## Task brief
Each line from the one that includes "Target: woman's head" to the last line of the data below should be set down exactly; no other lines are wanted.
Data extracts section start
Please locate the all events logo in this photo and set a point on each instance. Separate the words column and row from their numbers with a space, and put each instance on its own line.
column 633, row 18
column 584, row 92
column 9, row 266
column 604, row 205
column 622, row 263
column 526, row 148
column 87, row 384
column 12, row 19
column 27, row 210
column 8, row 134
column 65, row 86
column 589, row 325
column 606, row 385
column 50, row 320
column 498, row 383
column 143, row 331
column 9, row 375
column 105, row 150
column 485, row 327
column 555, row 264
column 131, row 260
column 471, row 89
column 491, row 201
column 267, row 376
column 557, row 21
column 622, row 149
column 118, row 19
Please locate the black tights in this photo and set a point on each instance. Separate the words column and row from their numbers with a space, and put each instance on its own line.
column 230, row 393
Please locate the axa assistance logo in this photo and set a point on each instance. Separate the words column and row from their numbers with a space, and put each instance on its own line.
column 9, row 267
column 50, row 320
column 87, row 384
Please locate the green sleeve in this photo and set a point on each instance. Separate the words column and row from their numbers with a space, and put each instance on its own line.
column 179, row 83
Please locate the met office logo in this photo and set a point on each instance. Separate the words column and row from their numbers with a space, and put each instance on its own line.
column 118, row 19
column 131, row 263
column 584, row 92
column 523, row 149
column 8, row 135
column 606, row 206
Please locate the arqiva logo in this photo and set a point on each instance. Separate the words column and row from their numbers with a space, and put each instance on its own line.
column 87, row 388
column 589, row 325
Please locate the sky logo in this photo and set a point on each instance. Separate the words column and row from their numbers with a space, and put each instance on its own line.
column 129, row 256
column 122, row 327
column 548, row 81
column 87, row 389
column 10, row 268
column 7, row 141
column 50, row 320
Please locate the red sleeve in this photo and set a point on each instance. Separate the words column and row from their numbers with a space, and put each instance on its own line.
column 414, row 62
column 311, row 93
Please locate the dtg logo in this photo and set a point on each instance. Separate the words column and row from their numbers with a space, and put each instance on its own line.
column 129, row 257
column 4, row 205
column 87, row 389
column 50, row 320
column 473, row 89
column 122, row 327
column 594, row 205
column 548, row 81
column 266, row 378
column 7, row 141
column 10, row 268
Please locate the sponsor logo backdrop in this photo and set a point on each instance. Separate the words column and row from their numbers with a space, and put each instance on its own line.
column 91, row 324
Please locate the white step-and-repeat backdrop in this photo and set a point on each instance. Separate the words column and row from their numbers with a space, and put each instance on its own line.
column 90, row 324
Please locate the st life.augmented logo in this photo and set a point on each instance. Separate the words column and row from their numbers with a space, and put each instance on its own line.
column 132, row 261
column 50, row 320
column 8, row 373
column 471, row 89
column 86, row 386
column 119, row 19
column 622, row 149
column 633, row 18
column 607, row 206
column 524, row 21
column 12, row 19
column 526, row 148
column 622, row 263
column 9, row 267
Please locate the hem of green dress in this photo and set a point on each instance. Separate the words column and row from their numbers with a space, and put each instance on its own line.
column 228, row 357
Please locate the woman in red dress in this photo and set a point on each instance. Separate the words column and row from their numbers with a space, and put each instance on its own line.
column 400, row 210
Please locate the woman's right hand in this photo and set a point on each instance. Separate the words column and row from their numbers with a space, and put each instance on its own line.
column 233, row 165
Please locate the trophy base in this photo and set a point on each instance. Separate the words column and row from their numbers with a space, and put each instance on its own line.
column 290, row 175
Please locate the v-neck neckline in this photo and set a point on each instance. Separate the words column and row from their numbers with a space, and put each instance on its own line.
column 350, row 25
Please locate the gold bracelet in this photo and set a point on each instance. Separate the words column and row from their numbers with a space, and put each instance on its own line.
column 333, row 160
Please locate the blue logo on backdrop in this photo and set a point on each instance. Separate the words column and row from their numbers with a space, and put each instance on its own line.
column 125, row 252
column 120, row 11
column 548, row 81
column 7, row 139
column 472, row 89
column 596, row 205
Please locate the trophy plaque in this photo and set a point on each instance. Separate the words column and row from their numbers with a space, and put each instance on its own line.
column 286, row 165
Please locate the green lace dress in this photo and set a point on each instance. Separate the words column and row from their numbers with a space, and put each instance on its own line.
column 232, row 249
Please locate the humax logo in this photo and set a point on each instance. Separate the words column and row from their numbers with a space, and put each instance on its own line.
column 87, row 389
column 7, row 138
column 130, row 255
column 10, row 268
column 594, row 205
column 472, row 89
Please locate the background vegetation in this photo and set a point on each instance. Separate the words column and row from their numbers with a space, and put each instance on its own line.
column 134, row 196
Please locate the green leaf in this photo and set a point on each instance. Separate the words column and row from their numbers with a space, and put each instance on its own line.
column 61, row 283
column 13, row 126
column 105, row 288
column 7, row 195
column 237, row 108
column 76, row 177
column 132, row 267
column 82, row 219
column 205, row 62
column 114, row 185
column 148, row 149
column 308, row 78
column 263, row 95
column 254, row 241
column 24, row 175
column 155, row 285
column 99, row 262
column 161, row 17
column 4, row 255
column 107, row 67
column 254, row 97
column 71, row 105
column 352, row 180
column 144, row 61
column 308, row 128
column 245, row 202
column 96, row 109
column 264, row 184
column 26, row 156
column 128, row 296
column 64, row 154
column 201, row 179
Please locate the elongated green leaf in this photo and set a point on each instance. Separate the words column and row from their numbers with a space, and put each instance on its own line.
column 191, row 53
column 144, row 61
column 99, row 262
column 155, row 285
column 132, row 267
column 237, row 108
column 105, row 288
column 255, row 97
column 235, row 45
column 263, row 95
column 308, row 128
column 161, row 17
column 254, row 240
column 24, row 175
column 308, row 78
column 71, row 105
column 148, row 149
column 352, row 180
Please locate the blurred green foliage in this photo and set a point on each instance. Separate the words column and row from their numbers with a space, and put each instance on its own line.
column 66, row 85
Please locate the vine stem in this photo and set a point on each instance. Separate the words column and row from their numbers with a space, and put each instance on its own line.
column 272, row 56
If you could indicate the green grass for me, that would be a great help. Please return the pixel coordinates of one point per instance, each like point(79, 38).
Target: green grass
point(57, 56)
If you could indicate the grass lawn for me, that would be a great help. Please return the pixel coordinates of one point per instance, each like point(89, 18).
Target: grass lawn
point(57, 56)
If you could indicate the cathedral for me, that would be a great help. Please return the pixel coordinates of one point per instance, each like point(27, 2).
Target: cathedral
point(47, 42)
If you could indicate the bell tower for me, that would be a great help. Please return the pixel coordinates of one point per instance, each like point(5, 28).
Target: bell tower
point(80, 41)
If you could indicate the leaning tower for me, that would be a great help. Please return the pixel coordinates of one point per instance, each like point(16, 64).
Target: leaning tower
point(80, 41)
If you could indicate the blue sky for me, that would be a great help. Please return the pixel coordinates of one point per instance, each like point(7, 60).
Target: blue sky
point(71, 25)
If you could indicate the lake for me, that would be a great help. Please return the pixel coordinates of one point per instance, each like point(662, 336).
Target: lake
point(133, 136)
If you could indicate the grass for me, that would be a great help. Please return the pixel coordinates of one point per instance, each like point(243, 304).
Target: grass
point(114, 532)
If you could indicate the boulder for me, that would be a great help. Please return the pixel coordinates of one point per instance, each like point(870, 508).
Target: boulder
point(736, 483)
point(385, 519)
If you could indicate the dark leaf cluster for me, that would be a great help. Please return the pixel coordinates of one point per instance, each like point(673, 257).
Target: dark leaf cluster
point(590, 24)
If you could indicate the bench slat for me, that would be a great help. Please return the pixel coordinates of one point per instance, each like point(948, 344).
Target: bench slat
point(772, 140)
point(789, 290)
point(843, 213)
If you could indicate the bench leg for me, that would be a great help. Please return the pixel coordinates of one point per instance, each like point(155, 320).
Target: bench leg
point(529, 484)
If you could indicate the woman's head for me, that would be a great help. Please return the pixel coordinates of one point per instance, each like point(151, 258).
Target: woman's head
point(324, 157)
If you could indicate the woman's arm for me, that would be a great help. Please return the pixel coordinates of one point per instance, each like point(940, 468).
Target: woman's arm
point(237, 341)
Data extracts section end
## Solution below
Target: woman's head
point(324, 157)
If you could indicate the woman's arm for me, that would be a great help. Please return the pixel coordinates of one point per instance, each like point(940, 468).
Target: woman's arm
point(237, 341)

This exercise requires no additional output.